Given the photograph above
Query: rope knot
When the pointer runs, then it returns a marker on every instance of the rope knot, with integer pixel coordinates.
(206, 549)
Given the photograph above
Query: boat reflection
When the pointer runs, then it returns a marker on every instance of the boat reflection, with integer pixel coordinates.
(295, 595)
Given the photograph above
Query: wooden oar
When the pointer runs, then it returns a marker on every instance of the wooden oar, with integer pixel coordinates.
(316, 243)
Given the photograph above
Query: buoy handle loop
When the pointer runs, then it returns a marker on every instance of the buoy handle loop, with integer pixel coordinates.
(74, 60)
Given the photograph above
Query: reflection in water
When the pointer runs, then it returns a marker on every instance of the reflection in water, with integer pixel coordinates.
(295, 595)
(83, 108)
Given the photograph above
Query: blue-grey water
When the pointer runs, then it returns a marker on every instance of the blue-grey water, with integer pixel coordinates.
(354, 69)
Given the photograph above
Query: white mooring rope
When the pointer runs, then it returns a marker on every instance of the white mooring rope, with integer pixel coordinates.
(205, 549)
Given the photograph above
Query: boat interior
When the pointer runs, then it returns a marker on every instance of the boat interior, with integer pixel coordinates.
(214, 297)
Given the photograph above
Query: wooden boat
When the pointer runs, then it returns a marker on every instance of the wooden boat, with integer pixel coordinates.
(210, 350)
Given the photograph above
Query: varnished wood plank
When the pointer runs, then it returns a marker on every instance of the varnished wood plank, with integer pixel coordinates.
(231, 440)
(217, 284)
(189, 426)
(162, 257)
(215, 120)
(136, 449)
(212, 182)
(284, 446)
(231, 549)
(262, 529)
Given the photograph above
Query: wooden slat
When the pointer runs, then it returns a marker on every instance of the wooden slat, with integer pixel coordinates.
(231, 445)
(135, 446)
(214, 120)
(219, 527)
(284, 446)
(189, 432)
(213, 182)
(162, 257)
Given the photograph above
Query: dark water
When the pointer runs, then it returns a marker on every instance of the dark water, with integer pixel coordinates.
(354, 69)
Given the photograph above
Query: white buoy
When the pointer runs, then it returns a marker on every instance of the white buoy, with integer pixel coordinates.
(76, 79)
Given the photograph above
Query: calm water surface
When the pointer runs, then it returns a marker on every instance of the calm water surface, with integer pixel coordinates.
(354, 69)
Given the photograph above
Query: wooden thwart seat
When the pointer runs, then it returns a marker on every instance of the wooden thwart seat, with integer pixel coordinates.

--

> **Required task**: Print the material above once more, exactly.

> **Result**:
Given the photograph above
Query: rope knot
When the pointer runs, then it returns a marker on every instance of the rope knot, with integer pixel coordinates.
(206, 549)
Given the photograph above
Query: boat reflection
When the pointer runs, then it returns a marker on every instance of the boat reflection, with integer pixel coordinates.
(295, 595)
Given the photograph above
Query: wooden oar
When the pointer runs, then it returns a marker on every instance of the wooden oar, with integer pixel coordinates.
(316, 243)
Given the photograph above
Query: buoy handle loop
When the pointer runs, then it returns a marker on every instance of the buoy handle loop, with integer pixel coordinates.
(74, 60)
Given the photograph above
Query: reflection in water
When the pointer runs, then it returns a marker on every instance of the reflection in water, with integer pixel coordinates.
(295, 595)
(83, 108)
Given the photograph above
Query: blue-grey water
When the pointer runs, then it returns a marker on every instance of the blue-grey water, with integer pixel coordinates.
(354, 69)
Given the photograph above
Query: white mooring rope
When the pointer runs, then it returns a marker on every instance of the white mooring rope, with integer pixel coordinates.
(205, 549)
Given the photograph above
Query: boat interior
When the pointer runs, then it returns a marker on every instance of the boat interior, with integer pixel coordinates.
(214, 297)
Given the photograph above
Query: wooden boat
When the pointer runs, then it returns a marker on every instance of the wooden boat, with integer pixel coordinates.
(210, 350)
Given the photograph above
Query: varnished wood plank
When the pointer runs, then it returns a marker on every instance of the varnished wood plank, with integer pixel coordinates.
(231, 440)
(217, 284)
(189, 426)
(162, 257)
(215, 120)
(136, 449)
(212, 182)
(284, 446)
(231, 549)
(262, 529)
Given the photograph above
Query: wooden slat
When the pointer runs, then it returns a marker on every instance of the wooden slat, with integer pixel coordinates.
(231, 445)
(135, 446)
(214, 120)
(219, 527)
(284, 446)
(189, 432)
(213, 182)
(162, 257)
Given the photograph above
Query: dark water
When the pointer runs, then it returns a marker on every instance of the dark water, with integer pixel coordinates.
(354, 69)
Given the photograph above
Query: white buoy
When the pointer runs, then it returns a marker on every instance of the white buoy, with integer pixel coordinates.
(76, 79)
Given the photograph above
Query: calm water surface
When the pointer runs, then it returns a marker on every instance of the calm water surface, with integer pixel coordinates.
(354, 69)
Given the photograph above
Query: wooden thwart seat
When the pointer runs, then it returns a marker on every instance of the wooden thwart seat, with integer pixel coordinates.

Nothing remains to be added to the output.